(Region pointing data)

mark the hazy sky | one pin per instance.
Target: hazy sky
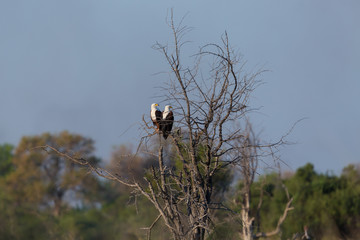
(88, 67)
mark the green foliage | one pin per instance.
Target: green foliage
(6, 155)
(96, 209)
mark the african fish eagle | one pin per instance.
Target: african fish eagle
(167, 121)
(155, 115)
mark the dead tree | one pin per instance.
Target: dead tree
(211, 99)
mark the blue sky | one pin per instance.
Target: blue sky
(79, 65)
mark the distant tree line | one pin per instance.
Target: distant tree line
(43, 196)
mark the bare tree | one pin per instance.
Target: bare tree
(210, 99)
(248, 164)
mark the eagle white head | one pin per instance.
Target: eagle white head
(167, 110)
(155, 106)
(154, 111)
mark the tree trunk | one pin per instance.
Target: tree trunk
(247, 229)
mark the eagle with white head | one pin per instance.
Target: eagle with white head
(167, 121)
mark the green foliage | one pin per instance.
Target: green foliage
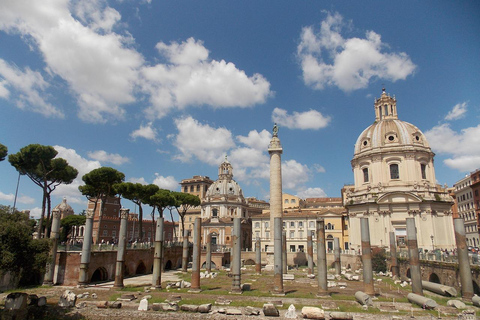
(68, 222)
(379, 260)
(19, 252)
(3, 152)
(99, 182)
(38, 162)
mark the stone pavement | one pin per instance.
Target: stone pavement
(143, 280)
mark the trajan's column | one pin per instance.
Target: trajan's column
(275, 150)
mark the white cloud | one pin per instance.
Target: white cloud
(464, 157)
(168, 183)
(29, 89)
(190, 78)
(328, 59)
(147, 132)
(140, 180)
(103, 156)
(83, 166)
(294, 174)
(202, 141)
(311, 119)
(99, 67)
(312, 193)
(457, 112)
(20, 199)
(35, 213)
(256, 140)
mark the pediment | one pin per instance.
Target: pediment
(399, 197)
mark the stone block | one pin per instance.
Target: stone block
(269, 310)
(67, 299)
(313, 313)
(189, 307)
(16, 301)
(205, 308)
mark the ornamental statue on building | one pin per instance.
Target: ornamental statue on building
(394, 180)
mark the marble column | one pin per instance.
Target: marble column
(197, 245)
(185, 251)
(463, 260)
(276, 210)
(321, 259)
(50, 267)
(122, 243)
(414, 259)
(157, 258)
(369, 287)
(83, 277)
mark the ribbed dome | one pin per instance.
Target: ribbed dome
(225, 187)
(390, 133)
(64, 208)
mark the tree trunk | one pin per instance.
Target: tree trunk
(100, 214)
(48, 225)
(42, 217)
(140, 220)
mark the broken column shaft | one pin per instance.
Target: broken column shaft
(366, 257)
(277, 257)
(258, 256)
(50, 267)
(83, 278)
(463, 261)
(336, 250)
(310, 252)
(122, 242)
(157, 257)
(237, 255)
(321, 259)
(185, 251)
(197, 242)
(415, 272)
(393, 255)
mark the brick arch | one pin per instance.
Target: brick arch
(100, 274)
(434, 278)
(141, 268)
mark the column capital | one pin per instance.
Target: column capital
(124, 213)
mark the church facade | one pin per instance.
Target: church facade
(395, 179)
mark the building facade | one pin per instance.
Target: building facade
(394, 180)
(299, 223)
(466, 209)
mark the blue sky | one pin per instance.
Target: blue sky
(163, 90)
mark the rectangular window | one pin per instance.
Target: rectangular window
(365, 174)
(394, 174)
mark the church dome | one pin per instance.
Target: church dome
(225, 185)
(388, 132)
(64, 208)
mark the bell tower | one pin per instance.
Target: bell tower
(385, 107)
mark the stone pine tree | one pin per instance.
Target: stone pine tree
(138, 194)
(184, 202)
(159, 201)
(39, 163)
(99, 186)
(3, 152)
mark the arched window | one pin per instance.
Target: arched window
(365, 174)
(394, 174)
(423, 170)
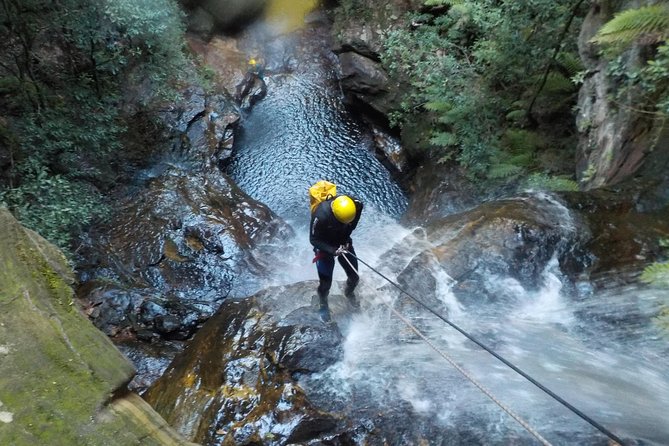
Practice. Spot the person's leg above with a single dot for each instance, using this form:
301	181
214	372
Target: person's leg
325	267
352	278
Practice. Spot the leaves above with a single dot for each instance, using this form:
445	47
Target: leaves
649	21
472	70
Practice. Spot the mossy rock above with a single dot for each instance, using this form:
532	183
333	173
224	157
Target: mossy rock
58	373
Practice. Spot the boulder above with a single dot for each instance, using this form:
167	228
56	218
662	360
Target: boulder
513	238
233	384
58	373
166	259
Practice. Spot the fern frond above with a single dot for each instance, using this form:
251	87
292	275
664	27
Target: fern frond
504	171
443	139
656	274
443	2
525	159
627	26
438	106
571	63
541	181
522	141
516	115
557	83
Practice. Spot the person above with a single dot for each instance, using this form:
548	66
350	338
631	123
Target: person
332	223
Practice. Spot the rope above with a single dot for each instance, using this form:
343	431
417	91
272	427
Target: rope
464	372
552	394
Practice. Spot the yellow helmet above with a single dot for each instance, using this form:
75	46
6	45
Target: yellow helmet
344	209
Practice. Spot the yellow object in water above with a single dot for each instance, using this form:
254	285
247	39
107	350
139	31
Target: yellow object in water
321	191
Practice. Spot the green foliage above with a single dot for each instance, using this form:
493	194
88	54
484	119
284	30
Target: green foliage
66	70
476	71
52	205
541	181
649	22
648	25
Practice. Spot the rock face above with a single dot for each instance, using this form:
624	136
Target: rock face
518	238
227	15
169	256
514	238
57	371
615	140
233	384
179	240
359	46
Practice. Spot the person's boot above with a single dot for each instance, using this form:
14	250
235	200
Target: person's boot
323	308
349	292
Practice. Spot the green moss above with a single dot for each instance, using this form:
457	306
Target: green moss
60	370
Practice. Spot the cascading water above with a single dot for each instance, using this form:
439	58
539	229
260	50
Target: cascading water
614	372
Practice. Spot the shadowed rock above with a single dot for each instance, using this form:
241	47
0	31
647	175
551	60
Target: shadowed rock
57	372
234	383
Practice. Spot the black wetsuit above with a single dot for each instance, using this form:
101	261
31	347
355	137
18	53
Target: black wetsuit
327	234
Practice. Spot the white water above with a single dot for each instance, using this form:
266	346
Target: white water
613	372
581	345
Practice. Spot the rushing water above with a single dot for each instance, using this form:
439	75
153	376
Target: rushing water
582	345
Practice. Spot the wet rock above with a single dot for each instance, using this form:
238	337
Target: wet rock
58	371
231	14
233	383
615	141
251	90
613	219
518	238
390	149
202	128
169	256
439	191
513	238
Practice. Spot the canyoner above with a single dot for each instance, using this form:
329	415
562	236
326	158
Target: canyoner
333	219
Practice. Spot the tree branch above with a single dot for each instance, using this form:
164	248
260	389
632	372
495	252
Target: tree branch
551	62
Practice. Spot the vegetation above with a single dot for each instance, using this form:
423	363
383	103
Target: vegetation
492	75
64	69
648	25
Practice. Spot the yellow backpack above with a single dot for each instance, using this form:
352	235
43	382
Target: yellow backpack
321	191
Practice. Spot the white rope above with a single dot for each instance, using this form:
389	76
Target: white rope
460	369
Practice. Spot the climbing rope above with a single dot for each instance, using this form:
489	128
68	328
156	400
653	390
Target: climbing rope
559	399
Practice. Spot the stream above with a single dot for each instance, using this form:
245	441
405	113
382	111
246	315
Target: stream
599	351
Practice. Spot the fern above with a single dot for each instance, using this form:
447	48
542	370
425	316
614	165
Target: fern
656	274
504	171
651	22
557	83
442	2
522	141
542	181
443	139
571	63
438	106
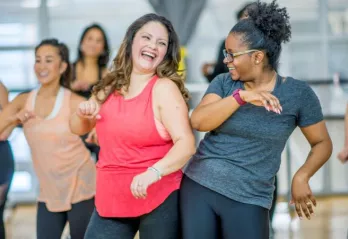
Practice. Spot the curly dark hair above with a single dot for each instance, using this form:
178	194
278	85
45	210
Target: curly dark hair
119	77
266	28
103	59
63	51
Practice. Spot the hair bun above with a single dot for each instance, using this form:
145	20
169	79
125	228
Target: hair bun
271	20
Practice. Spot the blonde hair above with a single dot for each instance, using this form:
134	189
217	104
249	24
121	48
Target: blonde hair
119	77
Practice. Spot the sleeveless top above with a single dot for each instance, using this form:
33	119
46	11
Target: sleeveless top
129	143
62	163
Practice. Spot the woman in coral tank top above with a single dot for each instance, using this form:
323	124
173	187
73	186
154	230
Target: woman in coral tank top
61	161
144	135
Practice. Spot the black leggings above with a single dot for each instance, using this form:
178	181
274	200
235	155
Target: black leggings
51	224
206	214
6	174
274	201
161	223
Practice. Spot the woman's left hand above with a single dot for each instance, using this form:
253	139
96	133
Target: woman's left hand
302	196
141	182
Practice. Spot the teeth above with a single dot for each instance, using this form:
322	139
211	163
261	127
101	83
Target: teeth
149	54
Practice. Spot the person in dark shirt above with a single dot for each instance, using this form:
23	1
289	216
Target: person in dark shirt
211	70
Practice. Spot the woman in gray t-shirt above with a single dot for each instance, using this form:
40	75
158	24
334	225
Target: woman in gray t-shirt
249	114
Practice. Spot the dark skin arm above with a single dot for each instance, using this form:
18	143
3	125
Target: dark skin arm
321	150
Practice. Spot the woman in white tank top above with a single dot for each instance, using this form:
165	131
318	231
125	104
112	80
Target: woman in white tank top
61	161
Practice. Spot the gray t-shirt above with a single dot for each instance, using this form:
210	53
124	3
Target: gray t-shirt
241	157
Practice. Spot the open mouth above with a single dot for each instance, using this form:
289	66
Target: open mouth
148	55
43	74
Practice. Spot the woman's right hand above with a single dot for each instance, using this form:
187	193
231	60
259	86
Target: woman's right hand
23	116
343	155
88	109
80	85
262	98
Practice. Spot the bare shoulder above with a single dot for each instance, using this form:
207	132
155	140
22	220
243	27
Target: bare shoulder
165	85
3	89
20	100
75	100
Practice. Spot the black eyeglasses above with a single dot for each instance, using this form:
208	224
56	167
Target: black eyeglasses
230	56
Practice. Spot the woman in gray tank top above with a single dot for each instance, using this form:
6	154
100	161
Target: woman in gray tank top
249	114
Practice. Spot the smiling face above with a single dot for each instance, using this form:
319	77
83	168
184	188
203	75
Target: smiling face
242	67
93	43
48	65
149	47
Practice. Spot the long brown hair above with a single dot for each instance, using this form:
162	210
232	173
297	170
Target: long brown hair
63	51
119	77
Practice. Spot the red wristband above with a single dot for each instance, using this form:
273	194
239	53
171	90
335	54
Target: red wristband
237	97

** WHAT NEEDS TO BE DONE **
Output the lines of the data exactly, starting at the first and ending with the line that has "mark the dead tree | one pin per instance.". Pictures are not part of it.

** SOLUTION FOR THIS EXERCISE **
mark the hazy sky | one pin per instance.
Target: hazy sky
(88, 67)
mark the green foliage | one pin per instance.
Target: green foliage
(6, 155)
(96, 209)
mark the african fish eagle | one pin per instance.
Target: african fish eagle
(167, 121)
(155, 115)
mark the dead tree | one pin per instance.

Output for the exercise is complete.